**WHAT TO DO**
For this exercise, write out exactly the lines from the line containing "Target: group of people" through the last line of the records, and no other lines.

RECORDS TO USE below:

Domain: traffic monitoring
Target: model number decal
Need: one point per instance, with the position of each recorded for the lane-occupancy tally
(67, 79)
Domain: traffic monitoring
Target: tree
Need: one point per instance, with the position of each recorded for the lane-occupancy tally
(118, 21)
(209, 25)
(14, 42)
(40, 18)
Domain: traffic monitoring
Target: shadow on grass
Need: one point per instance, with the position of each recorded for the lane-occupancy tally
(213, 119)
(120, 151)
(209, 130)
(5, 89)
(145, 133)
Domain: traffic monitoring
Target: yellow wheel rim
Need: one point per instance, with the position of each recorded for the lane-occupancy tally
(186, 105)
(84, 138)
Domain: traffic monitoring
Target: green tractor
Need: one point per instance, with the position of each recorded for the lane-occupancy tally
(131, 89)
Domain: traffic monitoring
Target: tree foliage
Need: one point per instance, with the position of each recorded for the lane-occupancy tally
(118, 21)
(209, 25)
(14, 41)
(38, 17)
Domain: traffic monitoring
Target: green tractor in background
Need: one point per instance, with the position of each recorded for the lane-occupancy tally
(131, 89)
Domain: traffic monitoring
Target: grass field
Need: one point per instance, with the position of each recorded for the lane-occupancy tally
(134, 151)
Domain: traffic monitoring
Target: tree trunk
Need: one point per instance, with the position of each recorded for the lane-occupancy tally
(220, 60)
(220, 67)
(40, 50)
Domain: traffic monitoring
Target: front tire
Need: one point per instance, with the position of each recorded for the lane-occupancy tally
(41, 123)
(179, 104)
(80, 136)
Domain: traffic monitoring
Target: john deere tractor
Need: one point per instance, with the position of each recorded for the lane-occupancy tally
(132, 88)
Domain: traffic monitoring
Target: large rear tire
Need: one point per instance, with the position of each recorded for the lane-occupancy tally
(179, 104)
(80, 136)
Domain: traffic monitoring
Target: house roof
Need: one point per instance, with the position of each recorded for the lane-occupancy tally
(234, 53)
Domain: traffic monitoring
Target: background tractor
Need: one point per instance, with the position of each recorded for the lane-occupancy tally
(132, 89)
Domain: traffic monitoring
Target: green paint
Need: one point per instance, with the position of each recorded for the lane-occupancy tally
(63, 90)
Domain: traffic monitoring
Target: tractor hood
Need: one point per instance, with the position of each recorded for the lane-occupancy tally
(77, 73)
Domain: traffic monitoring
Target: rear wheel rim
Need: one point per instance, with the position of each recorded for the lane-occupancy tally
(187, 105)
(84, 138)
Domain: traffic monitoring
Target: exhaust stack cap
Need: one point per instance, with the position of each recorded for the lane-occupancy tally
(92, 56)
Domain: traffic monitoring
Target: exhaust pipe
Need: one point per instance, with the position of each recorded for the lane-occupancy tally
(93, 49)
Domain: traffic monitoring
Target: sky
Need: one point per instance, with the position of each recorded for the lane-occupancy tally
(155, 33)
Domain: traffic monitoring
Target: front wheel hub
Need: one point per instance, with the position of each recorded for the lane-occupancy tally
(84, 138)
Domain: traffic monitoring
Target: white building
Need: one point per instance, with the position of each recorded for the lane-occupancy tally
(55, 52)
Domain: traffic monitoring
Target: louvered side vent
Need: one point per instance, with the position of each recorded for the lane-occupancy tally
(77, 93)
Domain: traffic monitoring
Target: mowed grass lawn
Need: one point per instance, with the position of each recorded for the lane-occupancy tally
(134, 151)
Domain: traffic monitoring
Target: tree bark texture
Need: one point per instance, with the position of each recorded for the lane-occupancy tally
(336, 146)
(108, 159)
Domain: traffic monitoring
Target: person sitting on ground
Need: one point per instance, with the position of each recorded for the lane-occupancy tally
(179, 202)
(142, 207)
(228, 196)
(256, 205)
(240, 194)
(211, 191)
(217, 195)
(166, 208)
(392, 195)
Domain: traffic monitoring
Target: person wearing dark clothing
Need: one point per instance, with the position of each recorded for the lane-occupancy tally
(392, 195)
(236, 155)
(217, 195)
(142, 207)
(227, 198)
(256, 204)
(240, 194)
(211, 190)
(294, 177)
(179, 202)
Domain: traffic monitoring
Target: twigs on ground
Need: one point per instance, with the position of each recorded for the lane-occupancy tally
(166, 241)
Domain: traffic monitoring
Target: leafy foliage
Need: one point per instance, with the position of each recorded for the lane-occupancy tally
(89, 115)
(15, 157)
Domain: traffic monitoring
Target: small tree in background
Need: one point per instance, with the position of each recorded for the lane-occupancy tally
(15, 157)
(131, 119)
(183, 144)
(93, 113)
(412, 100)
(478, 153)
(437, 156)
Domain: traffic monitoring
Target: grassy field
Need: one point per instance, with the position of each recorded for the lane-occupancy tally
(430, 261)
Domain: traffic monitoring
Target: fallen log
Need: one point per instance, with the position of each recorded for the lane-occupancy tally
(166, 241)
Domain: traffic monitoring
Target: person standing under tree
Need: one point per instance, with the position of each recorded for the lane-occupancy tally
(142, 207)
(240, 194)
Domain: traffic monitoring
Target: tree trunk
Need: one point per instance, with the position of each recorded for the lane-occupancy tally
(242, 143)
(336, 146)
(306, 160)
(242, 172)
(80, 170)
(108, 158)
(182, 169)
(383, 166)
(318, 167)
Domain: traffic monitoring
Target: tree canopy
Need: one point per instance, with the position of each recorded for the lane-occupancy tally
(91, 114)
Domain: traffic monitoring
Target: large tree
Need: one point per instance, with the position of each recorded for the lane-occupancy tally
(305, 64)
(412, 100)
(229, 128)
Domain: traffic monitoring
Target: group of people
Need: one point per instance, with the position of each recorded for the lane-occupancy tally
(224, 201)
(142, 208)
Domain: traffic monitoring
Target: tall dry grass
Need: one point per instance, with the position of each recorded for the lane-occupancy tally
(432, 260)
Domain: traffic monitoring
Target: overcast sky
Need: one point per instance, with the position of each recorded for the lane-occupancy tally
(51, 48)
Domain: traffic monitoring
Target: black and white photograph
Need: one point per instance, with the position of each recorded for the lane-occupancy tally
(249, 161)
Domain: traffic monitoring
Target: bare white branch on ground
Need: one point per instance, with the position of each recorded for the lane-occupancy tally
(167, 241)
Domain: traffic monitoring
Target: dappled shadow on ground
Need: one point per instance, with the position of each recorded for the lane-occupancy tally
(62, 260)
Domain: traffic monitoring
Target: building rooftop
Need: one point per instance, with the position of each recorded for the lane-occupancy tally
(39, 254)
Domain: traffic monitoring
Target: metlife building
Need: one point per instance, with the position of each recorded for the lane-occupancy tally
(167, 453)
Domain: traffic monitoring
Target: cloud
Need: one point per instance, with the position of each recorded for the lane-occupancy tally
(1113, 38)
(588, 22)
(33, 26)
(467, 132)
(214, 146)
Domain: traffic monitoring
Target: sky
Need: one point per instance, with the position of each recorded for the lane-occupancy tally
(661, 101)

End of RECORDS TO USE.

**RESPONSE BELOW**
Target: group of people
Need: one point per instance, with the position of each recorded for the lane-occupancy tally
(224, 201)
(142, 208)
Domain: traffic monitoring
Target: tall dry grass
Need: one point per instance, with the position of each recorded for the lane-occupancy tally
(432, 260)
Domain: traffic monitoring
Target: overcast sky
Need: one point per instance, with the position of each recorded for the lane-occupancy tally
(51, 48)
Domain: traffic monitoring
Target: black and white photograph
Need: one point per instance, with the position of each recorded for the lane-occupancy tally
(249, 161)
Domain: traffic monitoring
Target: bare white branch on ground
Need: one point per instance, with the position of each recorded for the lane-occupancy tally
(167, 241)
Domain: traffic monitoring
Target: dappled shadow on ground
Need: one point per instance, with the position of each recorded for the lane-occupancy tally
(62, 260)
Domain: traffic monitoring
Target: building rooftop
Need: one point per instance, with the position of each recorded for the lane-occupancy tally
(39, 254)
Domain: traffic monitoring
Target: metlife building
Need: one point per instance, with the position of each recorded for the lane-occupancy tally
(167, 453)
Domain: traffic monitoring
Target: cloud
Need: one point per instance, with the position of each recorded for the lane-occupancy tally
(1113, 38)
(588, 22)
(33, 26)
(467, 132)
(214, 146)
Domain: traffic monitoring
Target: sky
Need: one point per instance, with the position of each recorded for the lane-occupancy tally
(661, 101)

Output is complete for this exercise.